------ Record list
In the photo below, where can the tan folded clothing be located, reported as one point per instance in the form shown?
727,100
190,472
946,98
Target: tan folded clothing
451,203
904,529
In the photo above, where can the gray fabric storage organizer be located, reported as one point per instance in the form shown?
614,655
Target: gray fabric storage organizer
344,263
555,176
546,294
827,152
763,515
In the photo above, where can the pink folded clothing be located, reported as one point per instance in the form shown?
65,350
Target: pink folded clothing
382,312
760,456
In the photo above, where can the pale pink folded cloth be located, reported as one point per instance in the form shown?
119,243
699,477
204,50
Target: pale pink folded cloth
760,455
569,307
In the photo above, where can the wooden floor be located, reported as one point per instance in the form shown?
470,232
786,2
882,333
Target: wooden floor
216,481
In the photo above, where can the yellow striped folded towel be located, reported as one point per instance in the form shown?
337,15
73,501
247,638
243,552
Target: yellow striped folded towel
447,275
------------
• **Problem to solve**: Transcribe word for word the lines from the one holding "In the photo above, where can the gray" to the last line of the listing above, inclusive.

• **Exercise output**:
In the photo above, where can the gray fabric storage organizer be located, reported as one point per instance in the form shown?
614,655
Target: gray fabric storage organizer
344,263
555,176
546,294
827,152
763,515
In the photo above, where can the pink folded clothing be located, reported as one point per instance in the form shown?
65,350
Target: pink folded clothing
382,312
760,456
In the photo above, where can the pale pink folded cloth be located, reported as one point per instance in the form shown?
119,243
699,477
204,50
Target: pale pink folded cloth
760,455
569,307
In the photo above, where can the wooden floor be located, reported as one point per instance in the form shown?
470,232
786,2
882,333
Target: wooden floor
216,481
In the photo above, where can the yellow striped folded towel be located, reported as one point per instance in the form shown?
337,15
73,501
247,638
243,552
Target: yellow striped folded towel
447,275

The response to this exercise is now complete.